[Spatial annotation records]
+++
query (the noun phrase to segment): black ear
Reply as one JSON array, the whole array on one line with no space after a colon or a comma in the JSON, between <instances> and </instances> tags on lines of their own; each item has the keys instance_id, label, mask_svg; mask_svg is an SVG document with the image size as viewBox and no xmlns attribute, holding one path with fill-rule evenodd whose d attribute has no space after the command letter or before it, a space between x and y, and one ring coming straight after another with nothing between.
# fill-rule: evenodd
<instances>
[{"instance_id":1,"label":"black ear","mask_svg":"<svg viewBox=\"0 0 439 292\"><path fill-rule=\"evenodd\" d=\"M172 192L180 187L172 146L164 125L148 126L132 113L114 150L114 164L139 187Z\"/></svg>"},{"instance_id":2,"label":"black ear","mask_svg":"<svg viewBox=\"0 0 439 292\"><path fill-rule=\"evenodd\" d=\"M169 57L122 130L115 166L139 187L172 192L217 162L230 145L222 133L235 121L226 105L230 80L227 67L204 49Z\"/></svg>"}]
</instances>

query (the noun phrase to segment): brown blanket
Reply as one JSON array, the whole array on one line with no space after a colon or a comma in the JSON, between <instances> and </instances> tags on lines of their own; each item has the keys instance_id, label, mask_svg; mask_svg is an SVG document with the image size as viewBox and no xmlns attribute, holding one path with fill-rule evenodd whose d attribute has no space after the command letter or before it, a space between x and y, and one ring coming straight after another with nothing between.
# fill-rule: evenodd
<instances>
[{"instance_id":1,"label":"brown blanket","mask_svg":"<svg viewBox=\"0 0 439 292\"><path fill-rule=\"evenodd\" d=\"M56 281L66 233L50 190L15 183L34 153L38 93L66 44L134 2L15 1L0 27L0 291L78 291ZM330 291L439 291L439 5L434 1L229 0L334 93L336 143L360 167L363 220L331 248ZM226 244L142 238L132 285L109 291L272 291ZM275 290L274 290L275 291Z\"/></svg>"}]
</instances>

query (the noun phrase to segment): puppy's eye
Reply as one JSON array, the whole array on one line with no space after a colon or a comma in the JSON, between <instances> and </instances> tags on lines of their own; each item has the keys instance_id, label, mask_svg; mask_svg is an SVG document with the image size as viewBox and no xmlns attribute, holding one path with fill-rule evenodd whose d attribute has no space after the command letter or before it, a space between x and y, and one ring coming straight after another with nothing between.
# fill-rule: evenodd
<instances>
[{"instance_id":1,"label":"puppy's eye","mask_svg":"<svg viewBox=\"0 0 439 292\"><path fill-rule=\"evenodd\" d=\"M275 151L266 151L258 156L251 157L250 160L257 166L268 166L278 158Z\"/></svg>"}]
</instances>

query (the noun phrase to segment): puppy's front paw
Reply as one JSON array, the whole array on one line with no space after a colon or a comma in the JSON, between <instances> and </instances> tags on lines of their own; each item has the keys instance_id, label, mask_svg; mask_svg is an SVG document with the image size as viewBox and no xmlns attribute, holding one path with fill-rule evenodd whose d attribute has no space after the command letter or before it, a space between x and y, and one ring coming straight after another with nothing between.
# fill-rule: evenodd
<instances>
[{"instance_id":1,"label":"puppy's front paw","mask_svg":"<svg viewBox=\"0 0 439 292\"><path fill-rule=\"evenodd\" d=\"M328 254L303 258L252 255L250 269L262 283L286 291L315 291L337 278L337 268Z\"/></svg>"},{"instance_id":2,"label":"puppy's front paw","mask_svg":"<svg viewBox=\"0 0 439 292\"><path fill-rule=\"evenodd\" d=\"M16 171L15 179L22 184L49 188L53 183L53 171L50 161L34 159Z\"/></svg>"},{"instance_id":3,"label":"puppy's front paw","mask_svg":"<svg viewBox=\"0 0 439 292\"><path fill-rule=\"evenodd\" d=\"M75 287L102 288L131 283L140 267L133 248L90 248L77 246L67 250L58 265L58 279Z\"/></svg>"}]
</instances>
+++
■ DIRECTIONS FOR THIS TASK: Find every line in the material that contains the word "segment" and copy each of those lines in full.

■ FINISHED EXERCISE:
query (the noun phrase to segment): black ear
query (the noun phrase to segment): brown blanket
query (the noun phrase to segment): puppy's eye
query (the noun phrase to segment): puppy's front paw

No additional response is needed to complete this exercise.